Your objective: From the items below, copy out each line that contains the string "branch".

Data supplied:
==========

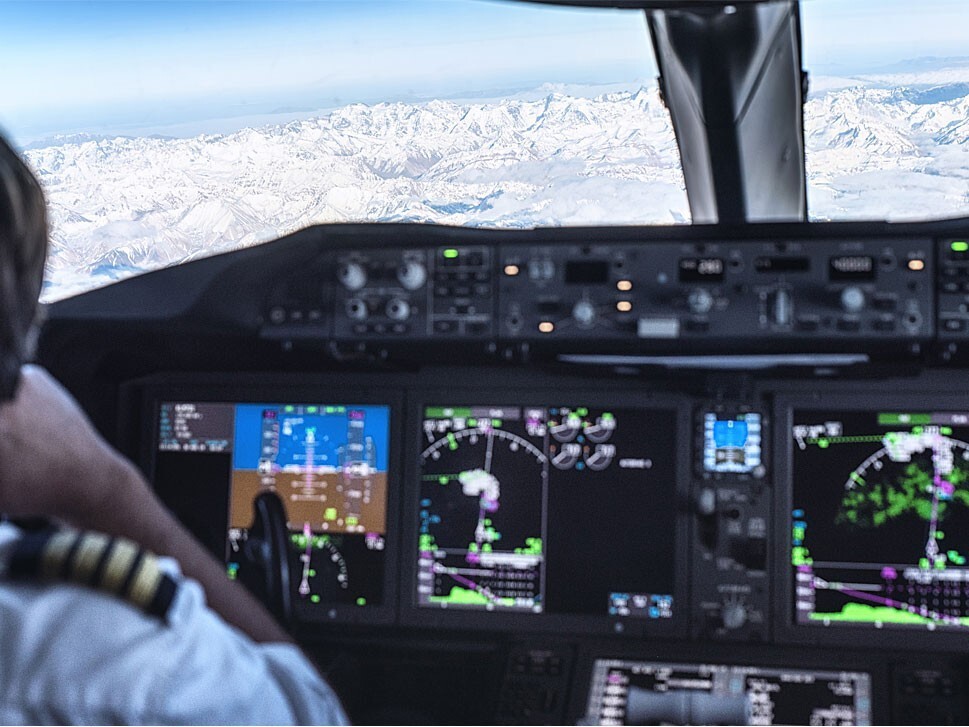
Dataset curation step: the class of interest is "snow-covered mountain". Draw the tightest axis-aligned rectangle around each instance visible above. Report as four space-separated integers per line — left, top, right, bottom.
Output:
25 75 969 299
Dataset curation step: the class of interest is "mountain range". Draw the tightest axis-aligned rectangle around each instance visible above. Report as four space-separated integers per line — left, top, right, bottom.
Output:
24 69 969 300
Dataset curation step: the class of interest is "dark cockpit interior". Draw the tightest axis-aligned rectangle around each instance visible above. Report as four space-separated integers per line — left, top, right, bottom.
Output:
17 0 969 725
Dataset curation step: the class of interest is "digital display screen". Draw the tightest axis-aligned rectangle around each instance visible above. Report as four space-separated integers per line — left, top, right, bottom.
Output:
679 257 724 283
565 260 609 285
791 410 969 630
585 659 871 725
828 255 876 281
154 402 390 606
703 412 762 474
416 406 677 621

==========

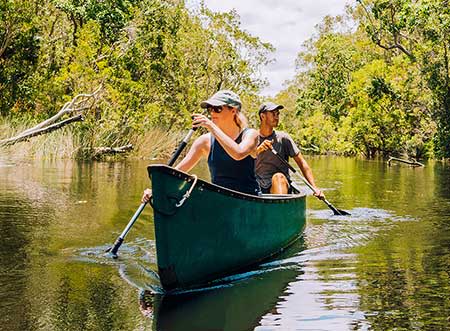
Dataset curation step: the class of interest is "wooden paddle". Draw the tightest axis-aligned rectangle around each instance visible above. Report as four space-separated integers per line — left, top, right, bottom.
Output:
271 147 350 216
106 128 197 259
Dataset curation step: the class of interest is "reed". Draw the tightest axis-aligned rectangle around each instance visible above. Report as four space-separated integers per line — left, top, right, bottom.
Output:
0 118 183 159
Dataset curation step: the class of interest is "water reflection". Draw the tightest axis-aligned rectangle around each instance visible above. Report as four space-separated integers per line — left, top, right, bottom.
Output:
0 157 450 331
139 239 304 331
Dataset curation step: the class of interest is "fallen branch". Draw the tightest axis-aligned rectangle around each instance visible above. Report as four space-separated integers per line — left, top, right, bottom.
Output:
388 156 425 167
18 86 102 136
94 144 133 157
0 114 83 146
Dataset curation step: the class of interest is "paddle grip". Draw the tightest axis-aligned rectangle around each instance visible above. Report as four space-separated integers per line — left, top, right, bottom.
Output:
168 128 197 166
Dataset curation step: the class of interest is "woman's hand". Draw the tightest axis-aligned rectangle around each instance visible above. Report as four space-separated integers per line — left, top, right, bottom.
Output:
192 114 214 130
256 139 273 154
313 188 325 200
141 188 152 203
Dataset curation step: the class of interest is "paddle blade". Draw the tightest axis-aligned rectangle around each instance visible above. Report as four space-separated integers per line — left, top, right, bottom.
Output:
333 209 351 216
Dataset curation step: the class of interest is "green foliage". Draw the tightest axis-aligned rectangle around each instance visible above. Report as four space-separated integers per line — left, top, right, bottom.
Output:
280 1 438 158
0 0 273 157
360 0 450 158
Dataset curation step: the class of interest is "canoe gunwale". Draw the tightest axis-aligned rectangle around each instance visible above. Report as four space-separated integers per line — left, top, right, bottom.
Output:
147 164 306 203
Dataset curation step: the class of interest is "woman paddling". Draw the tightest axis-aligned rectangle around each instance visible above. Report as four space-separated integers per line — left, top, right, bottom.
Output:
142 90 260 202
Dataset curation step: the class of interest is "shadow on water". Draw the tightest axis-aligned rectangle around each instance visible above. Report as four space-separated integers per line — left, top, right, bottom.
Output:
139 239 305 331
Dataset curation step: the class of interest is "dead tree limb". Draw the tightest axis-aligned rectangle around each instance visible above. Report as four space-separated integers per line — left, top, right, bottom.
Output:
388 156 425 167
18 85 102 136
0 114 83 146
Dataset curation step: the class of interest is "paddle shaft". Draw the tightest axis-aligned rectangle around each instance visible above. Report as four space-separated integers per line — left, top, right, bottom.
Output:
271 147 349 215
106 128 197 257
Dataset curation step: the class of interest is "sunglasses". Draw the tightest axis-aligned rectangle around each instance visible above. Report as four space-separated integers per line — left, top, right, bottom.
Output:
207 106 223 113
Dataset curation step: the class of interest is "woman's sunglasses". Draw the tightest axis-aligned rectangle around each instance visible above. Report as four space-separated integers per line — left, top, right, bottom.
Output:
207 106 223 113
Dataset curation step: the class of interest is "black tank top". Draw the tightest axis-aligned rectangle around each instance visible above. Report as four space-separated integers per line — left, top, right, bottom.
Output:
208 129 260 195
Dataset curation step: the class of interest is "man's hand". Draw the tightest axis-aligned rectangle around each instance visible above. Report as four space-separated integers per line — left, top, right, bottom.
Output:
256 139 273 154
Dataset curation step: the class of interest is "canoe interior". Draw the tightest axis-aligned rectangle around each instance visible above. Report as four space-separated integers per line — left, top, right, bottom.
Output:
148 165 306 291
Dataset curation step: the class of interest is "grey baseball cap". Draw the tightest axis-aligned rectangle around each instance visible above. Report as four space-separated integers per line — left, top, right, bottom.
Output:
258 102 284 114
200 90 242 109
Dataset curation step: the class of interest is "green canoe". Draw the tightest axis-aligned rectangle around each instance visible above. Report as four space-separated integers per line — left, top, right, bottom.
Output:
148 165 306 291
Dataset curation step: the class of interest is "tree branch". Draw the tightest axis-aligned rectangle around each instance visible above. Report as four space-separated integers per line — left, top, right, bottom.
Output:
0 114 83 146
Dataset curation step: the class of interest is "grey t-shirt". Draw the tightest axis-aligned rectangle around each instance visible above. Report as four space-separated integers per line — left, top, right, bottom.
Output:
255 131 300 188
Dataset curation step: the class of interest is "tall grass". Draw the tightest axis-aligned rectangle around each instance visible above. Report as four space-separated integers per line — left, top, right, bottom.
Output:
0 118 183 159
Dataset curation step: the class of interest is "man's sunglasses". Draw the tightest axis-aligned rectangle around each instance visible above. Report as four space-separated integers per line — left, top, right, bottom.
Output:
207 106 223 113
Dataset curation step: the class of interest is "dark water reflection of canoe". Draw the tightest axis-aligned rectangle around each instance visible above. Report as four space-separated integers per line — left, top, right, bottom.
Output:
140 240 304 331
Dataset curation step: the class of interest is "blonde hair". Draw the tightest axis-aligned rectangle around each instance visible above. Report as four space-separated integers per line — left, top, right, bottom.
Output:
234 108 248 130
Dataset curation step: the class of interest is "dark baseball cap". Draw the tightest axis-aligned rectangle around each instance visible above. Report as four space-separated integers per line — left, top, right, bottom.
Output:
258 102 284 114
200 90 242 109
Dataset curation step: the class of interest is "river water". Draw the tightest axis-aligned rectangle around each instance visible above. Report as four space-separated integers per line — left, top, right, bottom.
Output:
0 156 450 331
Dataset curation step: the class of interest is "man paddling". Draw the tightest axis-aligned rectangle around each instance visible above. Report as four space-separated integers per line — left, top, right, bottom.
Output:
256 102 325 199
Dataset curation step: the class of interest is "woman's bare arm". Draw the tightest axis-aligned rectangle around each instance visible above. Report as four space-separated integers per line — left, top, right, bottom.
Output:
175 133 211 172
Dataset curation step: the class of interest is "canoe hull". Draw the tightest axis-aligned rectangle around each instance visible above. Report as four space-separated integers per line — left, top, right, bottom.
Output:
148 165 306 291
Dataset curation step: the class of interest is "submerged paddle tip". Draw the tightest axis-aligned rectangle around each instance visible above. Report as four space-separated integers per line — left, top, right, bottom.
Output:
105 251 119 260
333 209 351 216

==========

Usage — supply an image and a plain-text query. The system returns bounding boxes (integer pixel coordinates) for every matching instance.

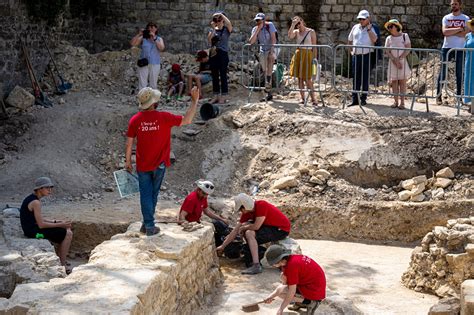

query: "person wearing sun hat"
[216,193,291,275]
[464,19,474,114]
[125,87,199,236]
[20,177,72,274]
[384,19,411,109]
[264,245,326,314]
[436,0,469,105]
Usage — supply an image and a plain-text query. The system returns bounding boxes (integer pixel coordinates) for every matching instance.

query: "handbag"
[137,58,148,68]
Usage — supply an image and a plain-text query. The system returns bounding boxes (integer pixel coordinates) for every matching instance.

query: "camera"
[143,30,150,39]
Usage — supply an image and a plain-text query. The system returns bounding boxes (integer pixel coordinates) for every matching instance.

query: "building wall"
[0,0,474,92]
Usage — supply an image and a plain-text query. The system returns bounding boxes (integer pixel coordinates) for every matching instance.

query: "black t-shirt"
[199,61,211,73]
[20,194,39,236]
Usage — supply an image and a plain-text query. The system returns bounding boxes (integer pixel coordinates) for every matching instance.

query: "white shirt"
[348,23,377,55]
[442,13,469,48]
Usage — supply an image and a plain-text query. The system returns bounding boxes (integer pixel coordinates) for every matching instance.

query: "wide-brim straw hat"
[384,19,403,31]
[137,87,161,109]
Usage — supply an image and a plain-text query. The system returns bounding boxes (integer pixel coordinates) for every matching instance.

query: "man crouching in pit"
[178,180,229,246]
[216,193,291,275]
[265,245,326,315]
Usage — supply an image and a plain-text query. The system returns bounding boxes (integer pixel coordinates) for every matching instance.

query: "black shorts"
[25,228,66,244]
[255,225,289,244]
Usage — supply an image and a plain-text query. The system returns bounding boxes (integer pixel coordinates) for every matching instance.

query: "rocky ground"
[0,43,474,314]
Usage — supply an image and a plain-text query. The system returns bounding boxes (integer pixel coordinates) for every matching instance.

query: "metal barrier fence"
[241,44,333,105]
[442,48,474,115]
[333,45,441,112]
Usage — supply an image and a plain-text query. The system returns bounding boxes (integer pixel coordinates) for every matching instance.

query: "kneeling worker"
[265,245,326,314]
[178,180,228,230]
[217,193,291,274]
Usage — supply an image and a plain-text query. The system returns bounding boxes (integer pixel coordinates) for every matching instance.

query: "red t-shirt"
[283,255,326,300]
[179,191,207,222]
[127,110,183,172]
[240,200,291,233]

==========

Task answer:
Dataset curation step: the class of interest is "fallen branch". Draw the tightest axis-aligned rectangle around each instance visible above. Report as four space-separated integers per line — left, top, right, bottom.
Dataset curation step: the class of interest is "tree branch". Draw the tightest axis-aligned rectangle around each instance visible above. Report as four space-separated integers per line — left, top, right, bottom.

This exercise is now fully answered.